Job item
Reproduce the items verbatim from their beginning through the line containing "positive clicks: (28, 1312)", including that line.

[Source data]

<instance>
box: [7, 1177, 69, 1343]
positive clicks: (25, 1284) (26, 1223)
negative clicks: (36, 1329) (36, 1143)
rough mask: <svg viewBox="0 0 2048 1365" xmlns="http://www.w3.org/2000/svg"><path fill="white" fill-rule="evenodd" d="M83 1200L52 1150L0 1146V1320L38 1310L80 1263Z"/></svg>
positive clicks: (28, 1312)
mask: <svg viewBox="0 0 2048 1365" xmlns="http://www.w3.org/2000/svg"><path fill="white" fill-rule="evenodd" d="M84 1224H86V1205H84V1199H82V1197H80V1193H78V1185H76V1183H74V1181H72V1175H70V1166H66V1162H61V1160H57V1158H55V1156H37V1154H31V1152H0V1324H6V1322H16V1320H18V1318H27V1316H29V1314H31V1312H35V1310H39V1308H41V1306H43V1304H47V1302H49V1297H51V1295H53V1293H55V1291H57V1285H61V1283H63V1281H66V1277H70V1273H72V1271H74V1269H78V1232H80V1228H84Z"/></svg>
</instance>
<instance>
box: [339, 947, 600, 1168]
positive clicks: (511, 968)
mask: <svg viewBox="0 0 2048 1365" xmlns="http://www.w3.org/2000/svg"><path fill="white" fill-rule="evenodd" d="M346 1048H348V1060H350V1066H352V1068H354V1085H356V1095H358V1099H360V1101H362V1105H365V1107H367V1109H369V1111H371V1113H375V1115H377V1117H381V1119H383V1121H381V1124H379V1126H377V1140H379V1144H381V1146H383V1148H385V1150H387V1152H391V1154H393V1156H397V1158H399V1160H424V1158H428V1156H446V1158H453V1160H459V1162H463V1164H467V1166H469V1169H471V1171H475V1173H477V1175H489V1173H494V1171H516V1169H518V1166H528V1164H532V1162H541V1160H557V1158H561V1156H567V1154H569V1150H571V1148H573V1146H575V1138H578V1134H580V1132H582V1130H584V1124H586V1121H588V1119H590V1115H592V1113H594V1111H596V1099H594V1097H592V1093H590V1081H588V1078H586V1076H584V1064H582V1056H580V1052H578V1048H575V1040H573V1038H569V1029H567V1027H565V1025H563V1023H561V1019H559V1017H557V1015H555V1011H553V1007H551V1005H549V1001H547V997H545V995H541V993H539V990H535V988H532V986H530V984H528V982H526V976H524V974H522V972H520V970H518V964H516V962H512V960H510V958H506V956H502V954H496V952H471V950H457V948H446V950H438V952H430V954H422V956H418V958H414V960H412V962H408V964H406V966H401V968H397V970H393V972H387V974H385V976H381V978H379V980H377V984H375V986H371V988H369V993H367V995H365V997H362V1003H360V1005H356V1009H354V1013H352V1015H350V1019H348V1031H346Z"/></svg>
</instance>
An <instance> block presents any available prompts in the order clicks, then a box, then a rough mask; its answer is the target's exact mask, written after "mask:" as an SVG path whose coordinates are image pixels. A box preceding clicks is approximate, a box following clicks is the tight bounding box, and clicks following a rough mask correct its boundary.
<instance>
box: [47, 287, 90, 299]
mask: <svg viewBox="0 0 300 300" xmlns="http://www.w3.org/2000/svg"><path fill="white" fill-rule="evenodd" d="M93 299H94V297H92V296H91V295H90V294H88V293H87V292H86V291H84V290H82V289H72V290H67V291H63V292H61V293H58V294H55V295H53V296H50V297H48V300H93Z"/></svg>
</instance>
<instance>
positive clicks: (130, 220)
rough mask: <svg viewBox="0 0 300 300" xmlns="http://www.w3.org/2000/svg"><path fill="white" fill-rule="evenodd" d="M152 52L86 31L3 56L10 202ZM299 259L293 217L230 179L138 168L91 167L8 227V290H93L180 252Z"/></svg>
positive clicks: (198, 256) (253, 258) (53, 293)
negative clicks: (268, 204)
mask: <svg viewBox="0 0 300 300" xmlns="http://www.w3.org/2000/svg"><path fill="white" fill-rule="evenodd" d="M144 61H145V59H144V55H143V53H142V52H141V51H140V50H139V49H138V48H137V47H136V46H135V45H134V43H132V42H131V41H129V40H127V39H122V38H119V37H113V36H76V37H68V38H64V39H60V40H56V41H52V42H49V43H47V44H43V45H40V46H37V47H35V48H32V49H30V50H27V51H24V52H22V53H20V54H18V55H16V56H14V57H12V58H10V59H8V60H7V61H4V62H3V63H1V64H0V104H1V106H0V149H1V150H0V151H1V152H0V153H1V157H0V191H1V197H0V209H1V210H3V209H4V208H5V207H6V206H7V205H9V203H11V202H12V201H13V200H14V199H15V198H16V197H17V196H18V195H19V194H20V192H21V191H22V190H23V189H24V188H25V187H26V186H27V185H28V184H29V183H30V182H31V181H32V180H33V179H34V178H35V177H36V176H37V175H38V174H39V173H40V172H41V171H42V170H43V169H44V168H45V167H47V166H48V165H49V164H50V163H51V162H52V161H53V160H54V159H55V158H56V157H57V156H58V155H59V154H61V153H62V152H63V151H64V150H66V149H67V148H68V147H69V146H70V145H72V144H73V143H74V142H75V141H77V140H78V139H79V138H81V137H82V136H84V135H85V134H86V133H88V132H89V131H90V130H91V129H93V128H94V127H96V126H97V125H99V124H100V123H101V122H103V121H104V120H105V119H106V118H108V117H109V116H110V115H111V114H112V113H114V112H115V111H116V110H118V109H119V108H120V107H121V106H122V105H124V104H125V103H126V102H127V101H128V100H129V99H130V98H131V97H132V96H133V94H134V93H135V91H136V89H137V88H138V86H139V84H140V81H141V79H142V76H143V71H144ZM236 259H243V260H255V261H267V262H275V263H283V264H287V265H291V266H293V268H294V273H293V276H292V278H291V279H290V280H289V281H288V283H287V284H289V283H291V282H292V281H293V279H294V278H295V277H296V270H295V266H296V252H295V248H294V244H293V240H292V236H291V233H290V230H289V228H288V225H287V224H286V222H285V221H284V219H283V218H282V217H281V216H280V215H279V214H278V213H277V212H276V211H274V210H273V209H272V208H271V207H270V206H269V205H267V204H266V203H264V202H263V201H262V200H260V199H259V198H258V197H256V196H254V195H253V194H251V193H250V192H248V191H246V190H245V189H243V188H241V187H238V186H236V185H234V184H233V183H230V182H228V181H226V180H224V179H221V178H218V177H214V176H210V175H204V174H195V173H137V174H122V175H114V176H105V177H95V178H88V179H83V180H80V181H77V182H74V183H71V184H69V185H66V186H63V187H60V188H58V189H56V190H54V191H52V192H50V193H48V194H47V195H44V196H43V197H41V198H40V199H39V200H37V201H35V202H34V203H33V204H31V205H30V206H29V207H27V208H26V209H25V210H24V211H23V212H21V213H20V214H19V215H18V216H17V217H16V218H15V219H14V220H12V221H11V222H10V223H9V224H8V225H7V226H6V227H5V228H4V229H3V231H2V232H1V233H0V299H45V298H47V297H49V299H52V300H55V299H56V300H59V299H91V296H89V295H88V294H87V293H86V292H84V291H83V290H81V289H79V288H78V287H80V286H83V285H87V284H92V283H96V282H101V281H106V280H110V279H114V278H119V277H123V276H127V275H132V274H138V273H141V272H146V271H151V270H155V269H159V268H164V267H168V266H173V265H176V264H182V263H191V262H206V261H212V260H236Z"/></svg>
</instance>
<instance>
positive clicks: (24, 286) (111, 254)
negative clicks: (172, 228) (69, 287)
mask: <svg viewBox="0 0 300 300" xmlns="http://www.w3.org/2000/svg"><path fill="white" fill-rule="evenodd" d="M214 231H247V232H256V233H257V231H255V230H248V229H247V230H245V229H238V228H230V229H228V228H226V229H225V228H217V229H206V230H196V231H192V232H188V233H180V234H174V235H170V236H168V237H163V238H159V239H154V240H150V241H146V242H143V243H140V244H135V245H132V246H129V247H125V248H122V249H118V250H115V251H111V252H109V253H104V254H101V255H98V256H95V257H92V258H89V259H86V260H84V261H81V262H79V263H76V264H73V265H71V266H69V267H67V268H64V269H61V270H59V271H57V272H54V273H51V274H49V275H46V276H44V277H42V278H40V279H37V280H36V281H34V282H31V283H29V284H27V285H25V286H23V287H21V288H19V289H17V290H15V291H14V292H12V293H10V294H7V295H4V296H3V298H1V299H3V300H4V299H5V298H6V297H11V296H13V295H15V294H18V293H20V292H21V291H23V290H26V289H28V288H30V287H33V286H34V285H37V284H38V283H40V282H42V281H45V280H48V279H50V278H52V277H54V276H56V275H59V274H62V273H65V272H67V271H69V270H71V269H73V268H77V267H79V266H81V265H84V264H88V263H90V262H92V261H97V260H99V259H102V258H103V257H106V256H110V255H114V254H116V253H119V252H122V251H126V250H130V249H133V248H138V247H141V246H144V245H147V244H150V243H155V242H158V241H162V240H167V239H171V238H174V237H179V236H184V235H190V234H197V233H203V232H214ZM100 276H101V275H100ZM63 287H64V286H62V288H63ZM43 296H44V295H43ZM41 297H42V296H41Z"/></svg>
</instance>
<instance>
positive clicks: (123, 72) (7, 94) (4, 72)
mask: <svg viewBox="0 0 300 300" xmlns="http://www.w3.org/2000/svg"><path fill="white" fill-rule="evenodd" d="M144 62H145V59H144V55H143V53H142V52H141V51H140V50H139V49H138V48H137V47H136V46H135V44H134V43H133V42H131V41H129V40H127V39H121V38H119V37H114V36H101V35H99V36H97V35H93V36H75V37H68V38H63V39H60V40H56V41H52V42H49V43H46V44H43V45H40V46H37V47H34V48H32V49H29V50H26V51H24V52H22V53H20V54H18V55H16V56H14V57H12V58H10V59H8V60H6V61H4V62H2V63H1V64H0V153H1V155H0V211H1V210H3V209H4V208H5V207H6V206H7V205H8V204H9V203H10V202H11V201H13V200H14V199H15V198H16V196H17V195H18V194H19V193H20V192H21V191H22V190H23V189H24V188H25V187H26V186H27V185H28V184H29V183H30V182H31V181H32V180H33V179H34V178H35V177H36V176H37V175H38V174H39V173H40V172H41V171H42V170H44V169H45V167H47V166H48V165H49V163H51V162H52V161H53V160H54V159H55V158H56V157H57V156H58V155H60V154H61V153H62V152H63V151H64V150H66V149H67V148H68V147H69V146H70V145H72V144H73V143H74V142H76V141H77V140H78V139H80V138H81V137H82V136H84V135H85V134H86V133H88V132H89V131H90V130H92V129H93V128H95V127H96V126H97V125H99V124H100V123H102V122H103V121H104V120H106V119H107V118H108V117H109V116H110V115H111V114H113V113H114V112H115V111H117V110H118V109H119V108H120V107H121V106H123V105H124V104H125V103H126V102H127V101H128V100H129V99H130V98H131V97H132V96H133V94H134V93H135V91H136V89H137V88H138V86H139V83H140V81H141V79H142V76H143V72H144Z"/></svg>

[/Source data]

Response below
<instance>
box: [7, 1177, 69, 1343]
positive clicks: (25, 1284) (26, 1223)
negative clicks: (36, 1329) (36, 1143)
rough mask: <svg viewBox="0 0 2048 1365" xmlns="http://www.w3.org/2000/svg"><path fill="white" fill-rule="evenodd" d="M83 1200L52 1150L0 1146V1320L38 1310L80 1263Z"/></svg>
positive clicks: (28, 1312)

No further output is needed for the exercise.